------ Source passage

So if you are an attractive woman in the workplace, the men are going to be sitting there fantasizing about sex with
you. You may wonder, “What the hell is going on here?” You are just trying to do your job.
But there is also another side to this play of attraction. If you are going to your workplace wearing makeup, dressing attractively, aware of your sexiness, then you are expecting to be seen as a woman. You are not shaving your head and going to work in a gray sack or something like a nun’s outfit. If you were, then you might be able to avoid this whole dynamic. Or maybe not—men at work might still be polarized to your sheer sexual energy, with no embellishment at all.
The way men experience your attractiveness is as sexual desire in their bodies. So they think you must feel the same sense of desire in your body, “She’s open to sex.” Of course, you may not be feeling this way at all. But that’s their natural bodily response to your natural feminine energy.
All of their lives, men learn how to cut off their sexual desire so they don’t get into trouble. When men get together, though, they can relax and let it out. They talk about the women they have seen and want. Men know how meaningless it is. They may say, “Did you see Betsy? I’d really like to have her!” They don’t think about the whole issue or feel the emotional depths of it. It’s more like, “I’d sure like some chocolate ice cream!” The other guy says, “I’d like some strawberry ice cream.” Then it’s back to work. There’s no depth to it at all.

------------
------ Records shown

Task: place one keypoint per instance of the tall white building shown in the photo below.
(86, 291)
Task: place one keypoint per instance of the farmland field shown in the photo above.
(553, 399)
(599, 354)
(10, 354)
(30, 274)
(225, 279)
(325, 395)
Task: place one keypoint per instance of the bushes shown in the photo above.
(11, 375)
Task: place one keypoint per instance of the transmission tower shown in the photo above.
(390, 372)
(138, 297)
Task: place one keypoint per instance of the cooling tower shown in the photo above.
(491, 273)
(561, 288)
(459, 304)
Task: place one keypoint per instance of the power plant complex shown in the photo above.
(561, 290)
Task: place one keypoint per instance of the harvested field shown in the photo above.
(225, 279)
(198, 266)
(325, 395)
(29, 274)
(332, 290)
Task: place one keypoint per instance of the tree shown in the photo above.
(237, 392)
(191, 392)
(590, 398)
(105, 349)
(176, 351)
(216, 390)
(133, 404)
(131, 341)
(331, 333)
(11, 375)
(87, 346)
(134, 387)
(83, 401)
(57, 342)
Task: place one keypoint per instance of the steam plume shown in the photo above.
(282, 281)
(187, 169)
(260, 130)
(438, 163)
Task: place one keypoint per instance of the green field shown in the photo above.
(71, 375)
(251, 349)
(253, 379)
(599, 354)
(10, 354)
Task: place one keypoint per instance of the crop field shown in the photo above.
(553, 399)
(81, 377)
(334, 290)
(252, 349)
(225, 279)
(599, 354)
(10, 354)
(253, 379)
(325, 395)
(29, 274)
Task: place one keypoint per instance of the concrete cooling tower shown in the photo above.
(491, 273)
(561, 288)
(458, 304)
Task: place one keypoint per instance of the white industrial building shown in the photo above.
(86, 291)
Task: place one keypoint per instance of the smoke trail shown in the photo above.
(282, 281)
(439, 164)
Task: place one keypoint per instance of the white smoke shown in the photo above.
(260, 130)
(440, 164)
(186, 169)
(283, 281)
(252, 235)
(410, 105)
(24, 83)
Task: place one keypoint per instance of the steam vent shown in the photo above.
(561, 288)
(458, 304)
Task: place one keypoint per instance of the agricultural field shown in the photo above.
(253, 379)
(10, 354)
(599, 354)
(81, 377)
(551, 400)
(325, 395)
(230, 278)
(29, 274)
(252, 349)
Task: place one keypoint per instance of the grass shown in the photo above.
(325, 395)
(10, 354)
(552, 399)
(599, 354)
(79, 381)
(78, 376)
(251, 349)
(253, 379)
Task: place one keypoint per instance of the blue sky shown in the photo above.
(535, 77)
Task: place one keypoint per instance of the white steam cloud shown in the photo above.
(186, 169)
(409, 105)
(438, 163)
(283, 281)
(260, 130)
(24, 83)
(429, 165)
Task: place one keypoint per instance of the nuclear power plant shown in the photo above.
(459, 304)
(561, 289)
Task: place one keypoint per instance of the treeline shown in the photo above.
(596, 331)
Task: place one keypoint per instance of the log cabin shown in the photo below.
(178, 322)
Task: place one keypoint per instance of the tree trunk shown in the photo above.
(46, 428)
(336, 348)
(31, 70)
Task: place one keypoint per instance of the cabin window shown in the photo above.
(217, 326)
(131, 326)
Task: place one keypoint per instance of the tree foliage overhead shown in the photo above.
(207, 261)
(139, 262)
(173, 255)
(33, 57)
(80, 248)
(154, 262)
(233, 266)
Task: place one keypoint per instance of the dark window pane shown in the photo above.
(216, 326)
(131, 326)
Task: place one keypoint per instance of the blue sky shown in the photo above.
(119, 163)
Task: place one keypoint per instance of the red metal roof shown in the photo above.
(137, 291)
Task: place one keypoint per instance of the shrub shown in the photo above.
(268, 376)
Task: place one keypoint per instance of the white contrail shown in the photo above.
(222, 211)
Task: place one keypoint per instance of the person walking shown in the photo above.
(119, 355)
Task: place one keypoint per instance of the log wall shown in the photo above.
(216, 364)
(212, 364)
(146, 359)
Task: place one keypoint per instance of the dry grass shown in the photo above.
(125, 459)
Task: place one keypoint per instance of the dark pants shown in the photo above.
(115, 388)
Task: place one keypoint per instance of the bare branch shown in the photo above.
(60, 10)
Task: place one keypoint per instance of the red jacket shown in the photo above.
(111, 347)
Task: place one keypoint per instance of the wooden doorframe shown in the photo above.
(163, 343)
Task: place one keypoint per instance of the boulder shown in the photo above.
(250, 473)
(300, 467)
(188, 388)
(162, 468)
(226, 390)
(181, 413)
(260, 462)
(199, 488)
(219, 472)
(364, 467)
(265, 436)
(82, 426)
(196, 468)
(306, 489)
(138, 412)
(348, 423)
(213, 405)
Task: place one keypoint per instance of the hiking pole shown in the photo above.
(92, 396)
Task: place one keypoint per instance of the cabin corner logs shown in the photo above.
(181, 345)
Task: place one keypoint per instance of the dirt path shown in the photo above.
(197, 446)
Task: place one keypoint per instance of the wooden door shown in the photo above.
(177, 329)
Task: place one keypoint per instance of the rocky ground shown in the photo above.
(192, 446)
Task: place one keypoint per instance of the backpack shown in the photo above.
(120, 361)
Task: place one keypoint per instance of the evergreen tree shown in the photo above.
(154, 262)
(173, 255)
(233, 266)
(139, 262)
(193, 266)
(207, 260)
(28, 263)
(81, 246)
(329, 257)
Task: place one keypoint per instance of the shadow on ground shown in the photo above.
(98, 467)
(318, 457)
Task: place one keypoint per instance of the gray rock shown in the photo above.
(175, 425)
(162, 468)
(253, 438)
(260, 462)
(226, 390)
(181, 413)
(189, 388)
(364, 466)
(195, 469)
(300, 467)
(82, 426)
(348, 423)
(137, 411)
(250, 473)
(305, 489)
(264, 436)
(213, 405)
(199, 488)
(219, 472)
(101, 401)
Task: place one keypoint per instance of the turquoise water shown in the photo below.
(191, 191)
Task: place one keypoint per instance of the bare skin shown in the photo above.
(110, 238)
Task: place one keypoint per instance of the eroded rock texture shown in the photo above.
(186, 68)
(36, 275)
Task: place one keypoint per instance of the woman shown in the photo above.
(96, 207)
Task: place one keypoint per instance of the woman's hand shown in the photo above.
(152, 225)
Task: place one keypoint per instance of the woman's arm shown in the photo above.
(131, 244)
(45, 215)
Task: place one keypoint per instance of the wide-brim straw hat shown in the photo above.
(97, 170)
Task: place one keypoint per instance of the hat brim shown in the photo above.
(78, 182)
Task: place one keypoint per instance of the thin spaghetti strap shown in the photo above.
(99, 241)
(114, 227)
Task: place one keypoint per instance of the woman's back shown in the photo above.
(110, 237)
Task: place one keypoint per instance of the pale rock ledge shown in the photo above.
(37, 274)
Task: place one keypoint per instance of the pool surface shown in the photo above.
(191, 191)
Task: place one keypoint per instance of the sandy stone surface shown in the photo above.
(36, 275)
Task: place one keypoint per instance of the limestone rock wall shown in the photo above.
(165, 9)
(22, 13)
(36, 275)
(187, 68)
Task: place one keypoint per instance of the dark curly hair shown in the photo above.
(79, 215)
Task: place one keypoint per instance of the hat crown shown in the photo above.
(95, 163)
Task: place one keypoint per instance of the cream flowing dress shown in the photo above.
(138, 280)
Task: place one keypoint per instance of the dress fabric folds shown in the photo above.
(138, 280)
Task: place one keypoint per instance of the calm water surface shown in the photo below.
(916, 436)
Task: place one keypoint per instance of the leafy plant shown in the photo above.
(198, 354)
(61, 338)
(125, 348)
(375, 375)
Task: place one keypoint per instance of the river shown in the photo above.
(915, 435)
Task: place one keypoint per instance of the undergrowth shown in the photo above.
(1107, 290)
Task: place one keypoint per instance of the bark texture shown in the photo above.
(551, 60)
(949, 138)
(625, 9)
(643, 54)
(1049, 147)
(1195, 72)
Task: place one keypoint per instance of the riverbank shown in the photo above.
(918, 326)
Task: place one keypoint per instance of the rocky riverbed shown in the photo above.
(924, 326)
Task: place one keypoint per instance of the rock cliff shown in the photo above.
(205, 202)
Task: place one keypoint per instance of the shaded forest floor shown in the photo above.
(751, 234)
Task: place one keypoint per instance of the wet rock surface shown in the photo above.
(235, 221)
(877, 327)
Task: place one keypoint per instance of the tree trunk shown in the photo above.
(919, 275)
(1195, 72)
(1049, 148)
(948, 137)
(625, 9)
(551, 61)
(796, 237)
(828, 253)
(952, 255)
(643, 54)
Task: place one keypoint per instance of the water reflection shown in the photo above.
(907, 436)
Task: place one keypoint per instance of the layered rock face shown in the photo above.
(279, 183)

------------

> [Task list]
1 > Answer these about the passage on workplace attraction:
(a) Besides shaving her head, what might a woman wear to work to possibly avoid this whole dynamic?
(b) What name appears in the men's example remark about a woman they want?
(c) Which two ice cream flavors do the men mention?
2 > In the passage on workplace attraction, what three things does a woman do when going to work that show she expects to be seen as a woman?
3 > Can you carry on the passage on workplace attraction, picking up right after "There's no depth to it at all."?
The listing isn't needed for anything here.

> [Task-by-task outputs]
1 >
(a) A gray sack or something like a nun's outfit
(b) Betsy
(c) Chocolate and strawberry

2 >
- Wearing makeup
- Dressing attractively
- Being aware of her sexiness

3 >
Should I Support Myself Even If He Wants to Support Me?
For many men, meeting the challenge in the marketplace or elsewhere is itself rewarding. It might be the struggle of
surfing a wave, writing a novel, struggling with inner demons through meditation or with opponents through martial arts. But it is the struggle itself, the battle, that many men really enjoy.
Although women also enjoy money, success and becoming full in their art or profession, they don’t necessarily enjoy the sheer struggle of it: getting out there and competing with others, seeing who’s better, and making it happen against all odds. This competitive struggle isn’t as attractive for most women as it is for most men.
Men love battles, struggles and competition. If they aren’t living it in their lives they get it through football games on TV, combat movies, financial gambles, spiritual searches, arguing philosophy and politics or creating a war. But most women are not as interested in these things as men.
To honor each other’s uniqueness as woman and man we need to go through a period of learning that it’s not about who “should” do what. If I’m afraid of cockroaches, it’s not something that I should be embarrassed about. If my woman is heavily involved in playing high-stakes poker games, fine.
Your man may be moved to cherish you and protect you in a certain way, not because you are weak, but because you are radiant, precious and beautiful to him. He knows that when you have to go out and compete in the masculine-dominated business world, you will have to dampen your radiance and take up the sword, to some extent. He may want to relieve you of this obligation. On the other hand, you might really enjoy and excel at business. It’s an individual matter. You and your man will have to learn your unique ways of gifting each other.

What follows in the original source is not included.